This implementation utilize the myllava repository, adapted from the original LLaVA repo. Please follow the steps below to set up the environment:

git submodule update --init --recursive
conda create -n QSVD python=3.10 -y
conda activate QSVD
pip install torch==2.6.0 torchvision==0.21.0 torchaudio==2.6.0 --index-url https://download.pytorch.org/whl/cu126
pip install --no-build-isolation -r requirements.txt
<!-- > ⚠️ Note: Ensure the QSVD components and any relevant QuaRot setup are reinstalled correctly. -->

📊 Evaluation

To evaluate QSVD and reproduce our results, follow the steps below.

📁 Dataset Preparation

Follow the LLaVA evaluation guide to prepare the following datasets:

  • ScienceQA (Train) LLaVA ScienceQA train
  • VizWiz (Test) Update the paths in eval_*.py and data_utils.py accordingly.

🛠 Evaluation Toolkit

We use third_party/VLMEvalKit for evaluation. Please follow its Quickstart for environment setup and usage.

▶️ Running Evaluations

We provide pre-computed calibration cache files to directly reproduce the main QSVD results without rerunning the whitening data and gradient collection. All pre-computed cache files are organized under the cache_file directory.

Each cache package includes:

  • Activation-aware whitening data for ASVD-style preprocessing, computed from 256 calibration samples.
  • Gradient-square expectations of all singular values, estimated on the same dataset.
  • Final importance scores used for cross-layer rank allocation in the joint QKV SVD.

Currently released model cache:

SmolVLM-Instruct 2B
LLaVA-Next 7B
LLaVA-Next 13B

To reproduce our main results on ScienceQA with the provided cache files, you can directly run the following example for LLaVA-Next 7B:

export HF_HOME='your_hf_home'
cd path_to_QSVD/fake_quant
conda activate QSVD
bash path_to_QSVD/scripts/fp16_cache_llavanext.sh 0.9

This script will automatically:

  1. Load the pre-computed calibration cache from cache_file/llava-next-7b.

== PROBLEMS AND TASKS ==
1: In the QSVD setup notes, write out the part between "SmolVLM-Instruct 2B" and "cache from cache_file/llava-next-7b.", inclusive, substituting "SmolVLM-Instruct 2B" for "LLaVA-Next 7B".
2: According to the QSVD setup notes, how many calibration samples was the activation-aware whitening data computed from?
3: Do these statements agree with the QSVD setup notes? Answer yes or no for each, quoting the deciding words.
(a) The conda environment is created with Python 3.10.
(b) Evaluation is done with third_party/VLMEvalKit.
(c) The pre-computed cache files are stored under the fake_quant directory.

== EXTRACTED RECORDS ==

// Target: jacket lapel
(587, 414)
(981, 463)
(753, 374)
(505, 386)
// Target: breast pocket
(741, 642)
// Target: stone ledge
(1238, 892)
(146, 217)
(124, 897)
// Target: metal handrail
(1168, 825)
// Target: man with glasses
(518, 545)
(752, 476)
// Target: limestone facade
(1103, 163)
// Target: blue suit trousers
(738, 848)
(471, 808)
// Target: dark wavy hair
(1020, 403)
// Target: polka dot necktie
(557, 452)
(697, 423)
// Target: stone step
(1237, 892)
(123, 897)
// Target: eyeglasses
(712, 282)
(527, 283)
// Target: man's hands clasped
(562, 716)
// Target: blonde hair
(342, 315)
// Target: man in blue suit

== SOLUTIONS TO EACH TASK ==
1:
SmolVLM-Instruct 2B
SmolVLM-Instruct 2B
LLaVA-Next 13B

To reproduce our main results on ScienceQA with the provided cache files, you can directly run the following example for SmolVLM-Instruct 2B:

export HF_HOME='your_hf_home'
cd path_to_QSVD/fake_quant
conda activate QSVD
bash path_to_QSVD/scripts/fp16_cache_llavanext.sh 0.9

This script will automatically:

  1. Load the pre-computed calibration cache from cache_file/llava-next-7b.

2: 256 calibration samples.

3:
(a) Yes: "conda create -n QSVD python=3.10 -y"
(b) Yes: "We use third_party/VLMEvalKit for evaluation."
(c) No: "All pre-computed cache files are organized under the cache_file directory."